> _Task to carry out_:
Your answer should hold exactly the lines from the one with "Find the car tire" through the last line of the material below, nothing before and nothing extra.

> _Supplied entries_:
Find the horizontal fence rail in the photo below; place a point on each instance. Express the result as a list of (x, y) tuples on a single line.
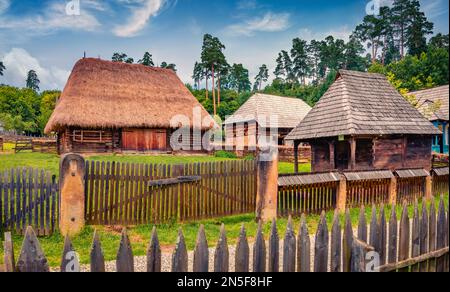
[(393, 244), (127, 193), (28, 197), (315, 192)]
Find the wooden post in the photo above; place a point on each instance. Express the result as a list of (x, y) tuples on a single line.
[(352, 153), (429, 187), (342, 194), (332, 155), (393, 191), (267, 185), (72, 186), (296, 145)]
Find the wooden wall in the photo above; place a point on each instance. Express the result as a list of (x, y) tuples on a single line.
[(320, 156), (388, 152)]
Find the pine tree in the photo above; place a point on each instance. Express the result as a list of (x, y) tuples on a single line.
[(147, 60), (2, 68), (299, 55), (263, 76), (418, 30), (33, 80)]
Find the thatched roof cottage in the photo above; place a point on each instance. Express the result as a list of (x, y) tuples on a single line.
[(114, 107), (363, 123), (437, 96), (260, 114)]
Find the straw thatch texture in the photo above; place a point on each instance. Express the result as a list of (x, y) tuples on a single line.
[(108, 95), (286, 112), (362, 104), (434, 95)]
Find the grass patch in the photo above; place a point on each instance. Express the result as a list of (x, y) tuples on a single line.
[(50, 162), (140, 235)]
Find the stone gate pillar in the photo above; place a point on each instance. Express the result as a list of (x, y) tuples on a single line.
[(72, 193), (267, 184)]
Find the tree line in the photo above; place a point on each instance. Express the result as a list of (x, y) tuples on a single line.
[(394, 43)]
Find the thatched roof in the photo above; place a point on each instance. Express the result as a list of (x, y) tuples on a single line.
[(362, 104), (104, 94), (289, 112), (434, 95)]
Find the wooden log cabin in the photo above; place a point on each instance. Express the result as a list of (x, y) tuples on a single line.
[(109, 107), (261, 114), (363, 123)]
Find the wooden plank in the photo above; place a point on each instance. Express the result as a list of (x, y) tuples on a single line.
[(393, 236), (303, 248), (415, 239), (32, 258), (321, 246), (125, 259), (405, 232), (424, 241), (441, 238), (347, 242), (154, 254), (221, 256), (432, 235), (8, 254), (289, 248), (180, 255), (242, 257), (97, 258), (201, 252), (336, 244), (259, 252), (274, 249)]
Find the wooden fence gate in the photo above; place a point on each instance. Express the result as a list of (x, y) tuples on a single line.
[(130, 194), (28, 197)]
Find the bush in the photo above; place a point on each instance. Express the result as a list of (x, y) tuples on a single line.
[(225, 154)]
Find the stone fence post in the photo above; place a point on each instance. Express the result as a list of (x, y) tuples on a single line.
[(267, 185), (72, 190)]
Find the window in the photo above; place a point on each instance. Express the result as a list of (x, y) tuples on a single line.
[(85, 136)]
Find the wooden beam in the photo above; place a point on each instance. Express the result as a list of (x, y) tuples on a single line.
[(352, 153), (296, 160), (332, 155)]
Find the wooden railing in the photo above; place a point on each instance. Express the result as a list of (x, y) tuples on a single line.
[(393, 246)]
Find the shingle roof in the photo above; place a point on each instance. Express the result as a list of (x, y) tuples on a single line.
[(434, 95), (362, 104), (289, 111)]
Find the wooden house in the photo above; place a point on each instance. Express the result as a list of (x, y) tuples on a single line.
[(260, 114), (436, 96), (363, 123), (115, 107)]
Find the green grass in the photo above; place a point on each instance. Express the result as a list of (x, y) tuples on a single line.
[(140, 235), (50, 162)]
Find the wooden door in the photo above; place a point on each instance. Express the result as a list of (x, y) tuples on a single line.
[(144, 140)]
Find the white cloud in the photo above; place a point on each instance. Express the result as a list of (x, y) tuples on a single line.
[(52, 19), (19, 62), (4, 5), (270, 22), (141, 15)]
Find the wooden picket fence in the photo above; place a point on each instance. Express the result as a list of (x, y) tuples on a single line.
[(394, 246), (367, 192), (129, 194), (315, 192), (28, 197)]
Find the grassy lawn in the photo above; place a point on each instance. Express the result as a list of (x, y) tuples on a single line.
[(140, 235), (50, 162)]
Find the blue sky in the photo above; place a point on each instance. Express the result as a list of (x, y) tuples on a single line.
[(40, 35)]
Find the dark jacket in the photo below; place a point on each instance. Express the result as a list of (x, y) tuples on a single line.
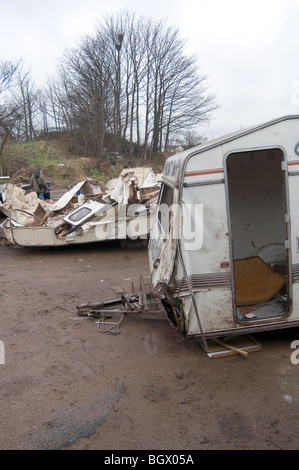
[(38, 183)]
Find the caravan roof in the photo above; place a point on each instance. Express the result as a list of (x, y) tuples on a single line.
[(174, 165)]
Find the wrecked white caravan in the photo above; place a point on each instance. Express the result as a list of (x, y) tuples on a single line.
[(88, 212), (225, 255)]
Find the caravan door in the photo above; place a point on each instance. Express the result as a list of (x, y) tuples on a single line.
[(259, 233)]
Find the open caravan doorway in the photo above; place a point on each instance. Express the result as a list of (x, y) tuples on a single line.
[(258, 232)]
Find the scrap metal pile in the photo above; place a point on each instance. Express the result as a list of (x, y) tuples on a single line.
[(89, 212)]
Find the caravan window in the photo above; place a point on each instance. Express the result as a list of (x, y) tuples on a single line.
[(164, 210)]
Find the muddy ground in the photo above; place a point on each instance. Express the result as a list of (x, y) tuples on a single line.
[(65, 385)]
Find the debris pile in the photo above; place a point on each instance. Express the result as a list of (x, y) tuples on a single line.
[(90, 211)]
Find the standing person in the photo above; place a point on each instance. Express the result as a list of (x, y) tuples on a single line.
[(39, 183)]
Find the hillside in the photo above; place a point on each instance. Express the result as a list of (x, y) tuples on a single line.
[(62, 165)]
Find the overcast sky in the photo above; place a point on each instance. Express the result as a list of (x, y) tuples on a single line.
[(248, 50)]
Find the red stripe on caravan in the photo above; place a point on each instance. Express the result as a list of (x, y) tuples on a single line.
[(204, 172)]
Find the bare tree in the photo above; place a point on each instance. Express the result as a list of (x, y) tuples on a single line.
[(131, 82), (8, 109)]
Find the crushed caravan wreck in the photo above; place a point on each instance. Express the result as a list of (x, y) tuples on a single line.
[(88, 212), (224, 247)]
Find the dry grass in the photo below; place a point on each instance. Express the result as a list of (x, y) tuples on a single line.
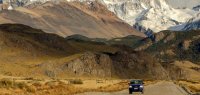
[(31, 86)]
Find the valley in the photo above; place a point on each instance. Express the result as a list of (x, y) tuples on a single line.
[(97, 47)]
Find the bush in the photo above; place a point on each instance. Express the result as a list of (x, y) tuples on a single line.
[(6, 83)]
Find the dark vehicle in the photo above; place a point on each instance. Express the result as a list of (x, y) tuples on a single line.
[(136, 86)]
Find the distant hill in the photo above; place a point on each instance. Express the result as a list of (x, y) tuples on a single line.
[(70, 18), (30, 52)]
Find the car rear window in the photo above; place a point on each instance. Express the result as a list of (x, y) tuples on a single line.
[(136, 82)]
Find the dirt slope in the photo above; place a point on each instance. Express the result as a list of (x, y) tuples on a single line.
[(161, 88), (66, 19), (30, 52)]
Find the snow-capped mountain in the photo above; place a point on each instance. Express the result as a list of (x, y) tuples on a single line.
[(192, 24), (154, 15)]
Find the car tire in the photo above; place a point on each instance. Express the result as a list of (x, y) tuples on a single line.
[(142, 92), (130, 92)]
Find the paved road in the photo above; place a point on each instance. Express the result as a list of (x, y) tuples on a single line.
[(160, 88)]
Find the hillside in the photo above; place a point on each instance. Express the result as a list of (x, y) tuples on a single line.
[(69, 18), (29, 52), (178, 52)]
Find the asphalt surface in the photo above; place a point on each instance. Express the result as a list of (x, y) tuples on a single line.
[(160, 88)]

> _Task response_:
Find the car tire in the photo above; place a point on each instance. Express the result as a list of (x, y) tuples on a single line.
[(142, 92), (130, 92)]
Find the paved road in the photo above; place a point on each instance. Express the result as a list of (x, y) tuples on a single line.
[(160, 88)]
Find the hillside in the photo above; place a point on each instance. Express the result as a list of (x, y) tuples on a single line.
[(69, 18), (29, 52), (178, 52)]
Find the asphalt surface in the photo above; place a point on each instance. Express the result as a list of (x, y) tuples on a single line.
[(160, 88)]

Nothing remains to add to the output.